Input material:
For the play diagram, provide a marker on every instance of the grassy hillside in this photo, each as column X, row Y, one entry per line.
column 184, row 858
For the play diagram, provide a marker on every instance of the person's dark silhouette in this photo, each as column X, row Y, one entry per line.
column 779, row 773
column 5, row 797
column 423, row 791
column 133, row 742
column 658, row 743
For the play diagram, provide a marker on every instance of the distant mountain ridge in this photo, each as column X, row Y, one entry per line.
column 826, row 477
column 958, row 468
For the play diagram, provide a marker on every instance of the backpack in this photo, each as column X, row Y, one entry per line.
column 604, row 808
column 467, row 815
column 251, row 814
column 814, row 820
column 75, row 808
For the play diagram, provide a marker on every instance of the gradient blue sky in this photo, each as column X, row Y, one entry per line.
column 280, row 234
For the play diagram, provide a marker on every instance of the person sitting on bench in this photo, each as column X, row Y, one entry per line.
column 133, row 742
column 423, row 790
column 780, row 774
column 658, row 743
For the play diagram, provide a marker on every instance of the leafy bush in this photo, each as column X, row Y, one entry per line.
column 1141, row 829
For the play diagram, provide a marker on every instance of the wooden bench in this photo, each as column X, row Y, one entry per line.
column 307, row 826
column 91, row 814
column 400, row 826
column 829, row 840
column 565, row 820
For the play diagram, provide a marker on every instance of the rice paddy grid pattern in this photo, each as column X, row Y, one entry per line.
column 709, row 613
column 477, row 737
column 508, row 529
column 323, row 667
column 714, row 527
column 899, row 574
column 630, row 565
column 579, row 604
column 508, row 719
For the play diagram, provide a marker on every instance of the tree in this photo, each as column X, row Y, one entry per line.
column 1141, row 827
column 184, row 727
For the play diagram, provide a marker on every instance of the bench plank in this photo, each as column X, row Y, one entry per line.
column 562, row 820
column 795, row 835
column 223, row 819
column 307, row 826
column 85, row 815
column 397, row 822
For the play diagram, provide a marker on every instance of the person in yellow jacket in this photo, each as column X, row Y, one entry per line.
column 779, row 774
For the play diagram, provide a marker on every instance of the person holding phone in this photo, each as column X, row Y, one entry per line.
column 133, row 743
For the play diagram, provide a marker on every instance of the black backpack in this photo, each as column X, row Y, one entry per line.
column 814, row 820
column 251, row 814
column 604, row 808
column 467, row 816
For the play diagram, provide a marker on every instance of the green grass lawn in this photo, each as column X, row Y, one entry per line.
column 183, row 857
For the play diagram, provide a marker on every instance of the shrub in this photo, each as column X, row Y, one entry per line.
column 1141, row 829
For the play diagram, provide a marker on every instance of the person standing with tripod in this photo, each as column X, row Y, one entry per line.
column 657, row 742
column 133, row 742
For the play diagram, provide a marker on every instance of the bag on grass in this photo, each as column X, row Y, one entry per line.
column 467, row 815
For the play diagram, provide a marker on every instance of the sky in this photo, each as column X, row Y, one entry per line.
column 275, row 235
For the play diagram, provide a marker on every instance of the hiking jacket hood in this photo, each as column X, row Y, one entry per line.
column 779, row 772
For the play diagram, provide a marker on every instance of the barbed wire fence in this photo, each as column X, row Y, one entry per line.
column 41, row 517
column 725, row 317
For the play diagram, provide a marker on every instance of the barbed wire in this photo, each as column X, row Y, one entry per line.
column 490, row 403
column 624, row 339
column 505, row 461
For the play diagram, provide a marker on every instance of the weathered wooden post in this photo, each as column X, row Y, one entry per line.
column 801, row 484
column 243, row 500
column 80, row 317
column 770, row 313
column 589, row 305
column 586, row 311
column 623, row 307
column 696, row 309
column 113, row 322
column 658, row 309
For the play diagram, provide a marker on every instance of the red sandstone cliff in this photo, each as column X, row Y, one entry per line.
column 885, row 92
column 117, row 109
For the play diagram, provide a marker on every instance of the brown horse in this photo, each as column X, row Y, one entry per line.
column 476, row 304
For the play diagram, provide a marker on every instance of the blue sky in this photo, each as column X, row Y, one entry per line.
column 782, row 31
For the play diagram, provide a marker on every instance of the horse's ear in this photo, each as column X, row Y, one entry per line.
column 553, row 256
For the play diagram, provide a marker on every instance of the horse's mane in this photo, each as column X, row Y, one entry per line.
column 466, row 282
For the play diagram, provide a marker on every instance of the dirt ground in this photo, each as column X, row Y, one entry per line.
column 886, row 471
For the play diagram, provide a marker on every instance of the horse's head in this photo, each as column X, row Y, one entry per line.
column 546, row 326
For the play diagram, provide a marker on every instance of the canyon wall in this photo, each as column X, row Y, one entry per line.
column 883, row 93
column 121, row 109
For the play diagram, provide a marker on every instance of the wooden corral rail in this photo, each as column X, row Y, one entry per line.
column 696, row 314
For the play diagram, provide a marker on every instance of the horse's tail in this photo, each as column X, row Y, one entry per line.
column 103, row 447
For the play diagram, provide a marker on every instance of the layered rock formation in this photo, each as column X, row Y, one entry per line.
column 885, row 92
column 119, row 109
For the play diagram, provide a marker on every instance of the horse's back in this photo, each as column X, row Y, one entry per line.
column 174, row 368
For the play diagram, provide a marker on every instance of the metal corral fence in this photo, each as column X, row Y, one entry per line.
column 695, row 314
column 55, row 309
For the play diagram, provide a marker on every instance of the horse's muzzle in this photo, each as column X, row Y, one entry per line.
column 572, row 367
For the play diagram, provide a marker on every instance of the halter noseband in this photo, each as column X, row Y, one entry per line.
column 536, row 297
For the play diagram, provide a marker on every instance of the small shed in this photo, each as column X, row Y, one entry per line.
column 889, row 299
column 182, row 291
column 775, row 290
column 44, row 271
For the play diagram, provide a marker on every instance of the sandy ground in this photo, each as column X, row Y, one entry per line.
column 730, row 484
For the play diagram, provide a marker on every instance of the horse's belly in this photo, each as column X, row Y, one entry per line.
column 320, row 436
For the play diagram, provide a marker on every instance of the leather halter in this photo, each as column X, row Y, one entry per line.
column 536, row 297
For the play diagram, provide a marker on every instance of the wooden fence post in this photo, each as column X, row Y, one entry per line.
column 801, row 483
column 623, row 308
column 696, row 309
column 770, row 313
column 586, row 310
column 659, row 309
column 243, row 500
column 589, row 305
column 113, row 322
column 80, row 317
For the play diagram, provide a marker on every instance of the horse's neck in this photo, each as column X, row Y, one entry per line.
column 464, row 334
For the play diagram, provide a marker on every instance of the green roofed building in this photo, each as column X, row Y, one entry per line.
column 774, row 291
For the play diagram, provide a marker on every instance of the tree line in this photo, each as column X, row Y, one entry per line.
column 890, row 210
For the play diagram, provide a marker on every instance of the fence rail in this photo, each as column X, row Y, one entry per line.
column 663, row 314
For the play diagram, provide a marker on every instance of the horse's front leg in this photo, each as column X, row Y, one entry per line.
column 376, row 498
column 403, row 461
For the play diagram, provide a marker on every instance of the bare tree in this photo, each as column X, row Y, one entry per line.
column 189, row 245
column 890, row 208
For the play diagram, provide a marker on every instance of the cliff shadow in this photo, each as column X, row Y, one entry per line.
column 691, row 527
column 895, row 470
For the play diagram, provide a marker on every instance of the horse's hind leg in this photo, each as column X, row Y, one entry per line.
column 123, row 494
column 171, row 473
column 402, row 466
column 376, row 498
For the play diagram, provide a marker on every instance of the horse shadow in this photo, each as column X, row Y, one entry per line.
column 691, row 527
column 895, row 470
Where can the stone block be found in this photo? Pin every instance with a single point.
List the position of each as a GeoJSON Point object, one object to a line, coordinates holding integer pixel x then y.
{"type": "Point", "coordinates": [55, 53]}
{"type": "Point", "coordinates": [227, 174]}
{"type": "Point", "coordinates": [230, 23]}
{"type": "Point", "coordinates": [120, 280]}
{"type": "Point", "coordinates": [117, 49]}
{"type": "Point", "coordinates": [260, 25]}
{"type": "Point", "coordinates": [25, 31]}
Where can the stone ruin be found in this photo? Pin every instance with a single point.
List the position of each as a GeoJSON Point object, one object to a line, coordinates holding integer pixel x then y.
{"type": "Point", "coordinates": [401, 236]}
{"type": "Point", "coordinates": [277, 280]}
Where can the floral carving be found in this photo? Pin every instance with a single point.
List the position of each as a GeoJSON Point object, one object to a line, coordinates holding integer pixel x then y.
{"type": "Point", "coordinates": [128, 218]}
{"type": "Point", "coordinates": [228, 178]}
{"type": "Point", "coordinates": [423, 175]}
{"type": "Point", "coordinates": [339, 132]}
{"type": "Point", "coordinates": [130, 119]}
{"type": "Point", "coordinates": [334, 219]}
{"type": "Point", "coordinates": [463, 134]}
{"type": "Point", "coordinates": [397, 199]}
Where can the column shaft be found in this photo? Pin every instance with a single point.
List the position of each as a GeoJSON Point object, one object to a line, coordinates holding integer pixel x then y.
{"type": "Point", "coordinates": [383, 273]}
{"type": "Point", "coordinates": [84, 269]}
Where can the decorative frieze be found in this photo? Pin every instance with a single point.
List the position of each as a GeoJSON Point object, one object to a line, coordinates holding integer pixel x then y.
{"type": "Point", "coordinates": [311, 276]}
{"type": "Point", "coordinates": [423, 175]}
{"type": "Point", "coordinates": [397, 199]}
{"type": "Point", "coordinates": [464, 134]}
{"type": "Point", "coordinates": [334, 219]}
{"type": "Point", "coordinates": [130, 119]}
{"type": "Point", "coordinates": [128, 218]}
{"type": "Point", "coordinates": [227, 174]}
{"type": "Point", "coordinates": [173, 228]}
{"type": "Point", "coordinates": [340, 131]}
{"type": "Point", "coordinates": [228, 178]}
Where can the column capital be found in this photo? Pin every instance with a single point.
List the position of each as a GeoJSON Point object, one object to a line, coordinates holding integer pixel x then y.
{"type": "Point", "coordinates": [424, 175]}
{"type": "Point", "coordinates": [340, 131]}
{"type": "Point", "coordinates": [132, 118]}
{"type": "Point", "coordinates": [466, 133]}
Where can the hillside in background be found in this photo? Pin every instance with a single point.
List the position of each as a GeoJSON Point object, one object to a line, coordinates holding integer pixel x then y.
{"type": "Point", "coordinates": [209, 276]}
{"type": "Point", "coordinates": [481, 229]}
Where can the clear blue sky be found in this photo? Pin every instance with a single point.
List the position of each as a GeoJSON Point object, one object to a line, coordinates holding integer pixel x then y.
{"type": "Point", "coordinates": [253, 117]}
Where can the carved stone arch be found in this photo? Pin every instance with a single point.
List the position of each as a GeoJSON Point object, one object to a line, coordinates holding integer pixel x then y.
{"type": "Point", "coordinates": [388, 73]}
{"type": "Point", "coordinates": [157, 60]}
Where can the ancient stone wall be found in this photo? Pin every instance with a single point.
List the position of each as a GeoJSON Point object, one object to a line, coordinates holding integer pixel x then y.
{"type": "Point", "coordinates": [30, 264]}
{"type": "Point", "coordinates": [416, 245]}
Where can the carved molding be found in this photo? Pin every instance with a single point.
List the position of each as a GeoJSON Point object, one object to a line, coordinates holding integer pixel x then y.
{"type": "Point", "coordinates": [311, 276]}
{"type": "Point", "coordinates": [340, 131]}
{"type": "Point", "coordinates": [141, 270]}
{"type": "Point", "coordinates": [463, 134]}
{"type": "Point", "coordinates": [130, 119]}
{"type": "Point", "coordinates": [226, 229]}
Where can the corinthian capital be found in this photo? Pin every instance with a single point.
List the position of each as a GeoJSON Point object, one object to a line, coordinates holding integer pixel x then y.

Task directions: Your answer must be every line from the entries that contains the string "carved", copied as it stands.

Exercise response:
Where can the carved stone arch be found in this photo? Pin every instance with a single point.
Where can the carved molding be found in this photo? Pin every instance with a single point.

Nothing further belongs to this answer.